──────── Provided passage
How many licences does Bahamas Petroleum Company have? And, does Bahamas Petroleum Company have any pending applications?
Bahamas Petroleum Company currently owns 100% equity in five exploration licences, Bain, Cooper, Donaldson and Eneas in Southern Bahamas and Miami in Northern Bahamas. Bahamas Petroleum Company has made three, 100% equity applications named Zapata, Islamorada and Andros.
How did the existing licences and the pending applications get their names?
Upon making the licences application, Bahamas Petroleum Company was required to define the applied for area of blocks and to give that area a name; the Government then decides when awarding the licences whether they accept the proposed name(s) or whether they wish for the Company to change them. After the Government confirms and accepts the names they are typed into the actual licence agreement along with all other fiscal terms and obligations.
Is there any significance to the names of the licences and applications?
The names of the licences and applications hold no significance. The names of the four Southern licences run alphabetically and reflect ‘traditional’ Bahamian family names rather than pertaining to any particular person, or persons related to the oil industry or Bahamas Petroleum Company.
────────────────
──────── Data extract
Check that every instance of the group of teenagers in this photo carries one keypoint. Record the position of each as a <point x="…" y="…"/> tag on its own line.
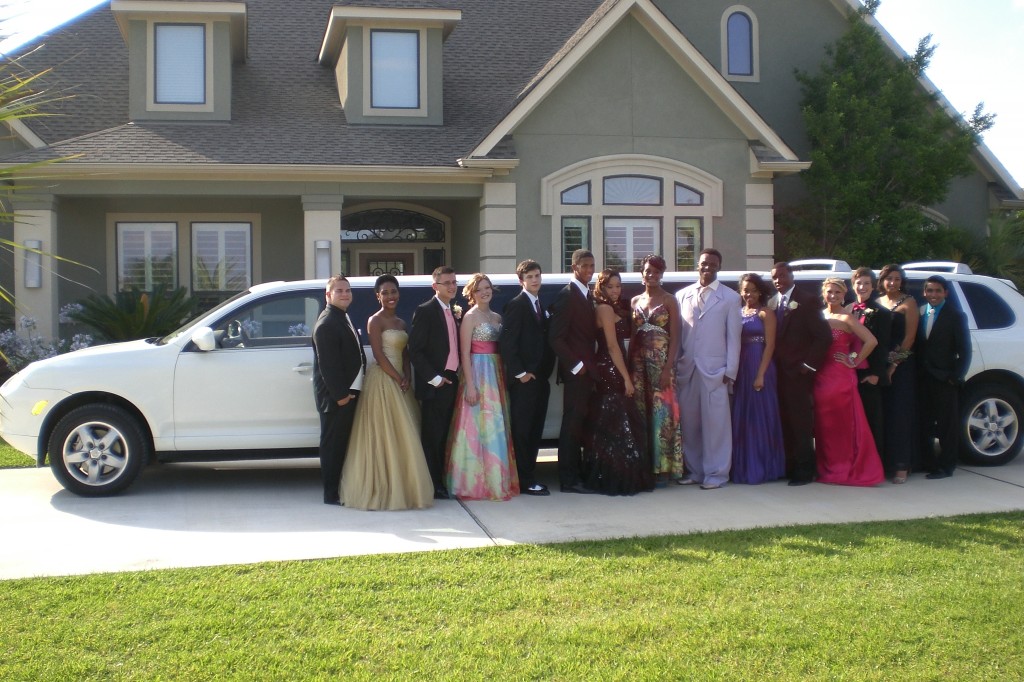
────────────────
● **Problem**
Write out the stretch of the Bahamas Petroleum licence text from "How did the" through "Bahamas Petroleum Company.", switching "Government" to "Ministry". The data has no connection to the Bahamas Petroleum licence text.

● **Solution for this problem**
How did the existing licences and the pending applications get their names?
Upon making the licences application, Bahamas Petroleum Company was required to define the applied for area of blocks and to give that area a name; the Ministry then decides when awarding the licences whether they accept the proposed name(s) or whether they wish for the Company to change them. After the Ministry confirms and accepts the names they are typed into the actual licence agreement along with all other fiscal terms and obligations.
Is there any significance to the names of the licences and applications?
The names of the licences and applications hold no significance. The names of the four Southern licences run alphabetically and reflect ‘traditional’ Bahamian family names rather than pertaining to any particular person, or persons related to the oil industry or Bahamas Petroleum Company.